---------- Entries supplied ----------

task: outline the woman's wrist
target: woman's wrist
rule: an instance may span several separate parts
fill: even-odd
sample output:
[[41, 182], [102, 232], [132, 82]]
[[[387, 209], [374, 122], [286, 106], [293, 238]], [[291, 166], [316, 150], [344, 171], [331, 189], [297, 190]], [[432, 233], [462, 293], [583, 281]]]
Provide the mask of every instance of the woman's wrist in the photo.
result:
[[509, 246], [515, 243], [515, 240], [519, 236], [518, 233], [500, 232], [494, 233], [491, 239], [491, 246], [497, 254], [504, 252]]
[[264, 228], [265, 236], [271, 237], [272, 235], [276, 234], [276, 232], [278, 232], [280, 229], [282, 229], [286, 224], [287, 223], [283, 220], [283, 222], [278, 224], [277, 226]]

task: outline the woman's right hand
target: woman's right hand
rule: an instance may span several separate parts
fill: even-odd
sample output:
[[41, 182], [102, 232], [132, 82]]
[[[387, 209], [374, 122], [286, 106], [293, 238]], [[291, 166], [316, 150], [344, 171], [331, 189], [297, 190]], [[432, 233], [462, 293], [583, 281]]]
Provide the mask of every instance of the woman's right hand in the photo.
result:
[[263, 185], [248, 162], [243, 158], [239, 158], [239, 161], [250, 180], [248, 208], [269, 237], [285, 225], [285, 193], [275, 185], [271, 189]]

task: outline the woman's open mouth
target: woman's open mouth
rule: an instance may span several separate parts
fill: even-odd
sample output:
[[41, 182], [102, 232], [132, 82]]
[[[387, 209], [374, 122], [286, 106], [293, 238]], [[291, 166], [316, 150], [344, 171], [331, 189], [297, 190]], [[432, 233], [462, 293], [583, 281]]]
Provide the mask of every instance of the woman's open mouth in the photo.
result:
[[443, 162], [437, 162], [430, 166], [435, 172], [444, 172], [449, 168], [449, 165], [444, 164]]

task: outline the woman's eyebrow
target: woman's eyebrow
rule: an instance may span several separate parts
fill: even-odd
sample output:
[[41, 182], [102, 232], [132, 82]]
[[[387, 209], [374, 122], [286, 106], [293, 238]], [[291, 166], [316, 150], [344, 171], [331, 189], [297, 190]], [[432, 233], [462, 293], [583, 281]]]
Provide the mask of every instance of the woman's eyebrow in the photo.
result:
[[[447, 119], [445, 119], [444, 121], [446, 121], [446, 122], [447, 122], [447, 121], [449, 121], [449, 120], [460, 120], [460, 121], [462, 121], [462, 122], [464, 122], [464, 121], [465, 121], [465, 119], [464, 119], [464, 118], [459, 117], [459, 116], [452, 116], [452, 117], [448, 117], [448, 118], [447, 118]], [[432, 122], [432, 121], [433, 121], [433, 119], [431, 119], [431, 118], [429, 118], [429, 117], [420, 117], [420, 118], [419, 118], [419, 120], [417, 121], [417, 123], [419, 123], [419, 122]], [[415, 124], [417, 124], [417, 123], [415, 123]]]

----------

> **Problem to solve**
If a line in the entries above has the word "Provide", copy it.

> **Solved exercise**
Provide the mask of every instance of the woman's wrist in the photo.
Provide the mask of every instance of the woman's right hand in the photo.
Provide the mask of every instance of the woman's open mouth in the photo.
Provide the mask of every instance of the woman's eyebrow in the photo.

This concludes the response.